DATA FOR THE TASK ▸
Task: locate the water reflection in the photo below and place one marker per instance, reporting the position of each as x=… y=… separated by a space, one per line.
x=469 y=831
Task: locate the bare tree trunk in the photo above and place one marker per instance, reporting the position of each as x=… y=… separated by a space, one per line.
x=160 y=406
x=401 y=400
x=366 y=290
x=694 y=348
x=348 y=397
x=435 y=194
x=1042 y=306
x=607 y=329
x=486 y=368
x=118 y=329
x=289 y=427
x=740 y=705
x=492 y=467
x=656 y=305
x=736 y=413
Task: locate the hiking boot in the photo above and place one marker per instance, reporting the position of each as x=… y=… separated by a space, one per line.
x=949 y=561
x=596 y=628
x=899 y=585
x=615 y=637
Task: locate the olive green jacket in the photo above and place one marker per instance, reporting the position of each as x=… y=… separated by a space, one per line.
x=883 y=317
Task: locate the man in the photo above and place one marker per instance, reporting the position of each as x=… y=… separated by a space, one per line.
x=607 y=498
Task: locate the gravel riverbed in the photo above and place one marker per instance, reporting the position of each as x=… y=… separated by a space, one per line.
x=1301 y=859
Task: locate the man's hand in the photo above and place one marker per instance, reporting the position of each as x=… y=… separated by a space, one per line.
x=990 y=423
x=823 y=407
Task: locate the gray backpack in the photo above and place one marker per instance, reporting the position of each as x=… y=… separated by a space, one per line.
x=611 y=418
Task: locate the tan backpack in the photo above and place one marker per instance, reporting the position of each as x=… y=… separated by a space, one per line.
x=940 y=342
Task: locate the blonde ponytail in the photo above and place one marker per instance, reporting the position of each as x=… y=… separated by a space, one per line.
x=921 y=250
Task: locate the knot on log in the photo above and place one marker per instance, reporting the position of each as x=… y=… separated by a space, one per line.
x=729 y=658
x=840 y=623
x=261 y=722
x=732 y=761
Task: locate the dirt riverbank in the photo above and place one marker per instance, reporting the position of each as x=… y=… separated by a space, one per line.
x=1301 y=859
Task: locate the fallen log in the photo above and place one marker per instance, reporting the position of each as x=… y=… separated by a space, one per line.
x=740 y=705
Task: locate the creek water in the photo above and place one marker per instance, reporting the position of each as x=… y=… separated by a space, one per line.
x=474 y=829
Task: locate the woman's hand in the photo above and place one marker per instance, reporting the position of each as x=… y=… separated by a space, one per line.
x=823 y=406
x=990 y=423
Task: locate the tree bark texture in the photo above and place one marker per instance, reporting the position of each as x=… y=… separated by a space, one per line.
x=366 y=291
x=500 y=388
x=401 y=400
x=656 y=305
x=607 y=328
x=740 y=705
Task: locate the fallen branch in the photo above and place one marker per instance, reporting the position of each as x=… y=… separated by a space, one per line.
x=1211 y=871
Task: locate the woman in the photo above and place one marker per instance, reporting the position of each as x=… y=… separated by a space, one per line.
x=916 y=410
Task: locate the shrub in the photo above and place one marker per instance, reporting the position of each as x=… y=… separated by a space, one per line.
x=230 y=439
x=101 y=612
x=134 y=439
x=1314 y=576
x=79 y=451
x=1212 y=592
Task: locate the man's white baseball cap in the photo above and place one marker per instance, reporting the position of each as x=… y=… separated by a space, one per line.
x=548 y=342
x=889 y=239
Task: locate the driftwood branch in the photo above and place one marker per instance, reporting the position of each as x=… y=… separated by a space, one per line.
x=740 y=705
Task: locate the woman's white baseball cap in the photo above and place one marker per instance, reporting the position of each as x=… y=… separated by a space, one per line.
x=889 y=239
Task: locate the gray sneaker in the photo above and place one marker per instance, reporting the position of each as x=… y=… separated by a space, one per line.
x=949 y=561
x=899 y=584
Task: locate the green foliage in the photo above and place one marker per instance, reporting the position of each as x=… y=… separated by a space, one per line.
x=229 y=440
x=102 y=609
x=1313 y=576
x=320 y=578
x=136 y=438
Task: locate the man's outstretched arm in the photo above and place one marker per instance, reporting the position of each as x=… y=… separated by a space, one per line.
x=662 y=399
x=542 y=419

STATED GOAL ▸ Can you copy out, word for word, the items from the line that contains "Task: locate the gray sneaker" through the very end of the items above, including both of those lines?

SOLUTION FOR THIS PROBLEM ▸
Task: locate the gray sneaker in the photo above and place one marker per instance, reporting the position of each as x=… y=… separated by a space, one per line.
x=949 y=561
x=899 y=584
Task: locate the green foliage in the photo above and place one marker per instance, reporting the position of each as x=… y=… separated by a space, one per line.
x=229 y=440
x=102 y=609
x=1313 y=576
x=320 y=578
x=136 y=438
Task: locate the man's outstretched arm in the photo above and place one marker per instance, reporting the position of each as x=… y=… separated by a space, one per line.
x=662 y=399
x=542 y=419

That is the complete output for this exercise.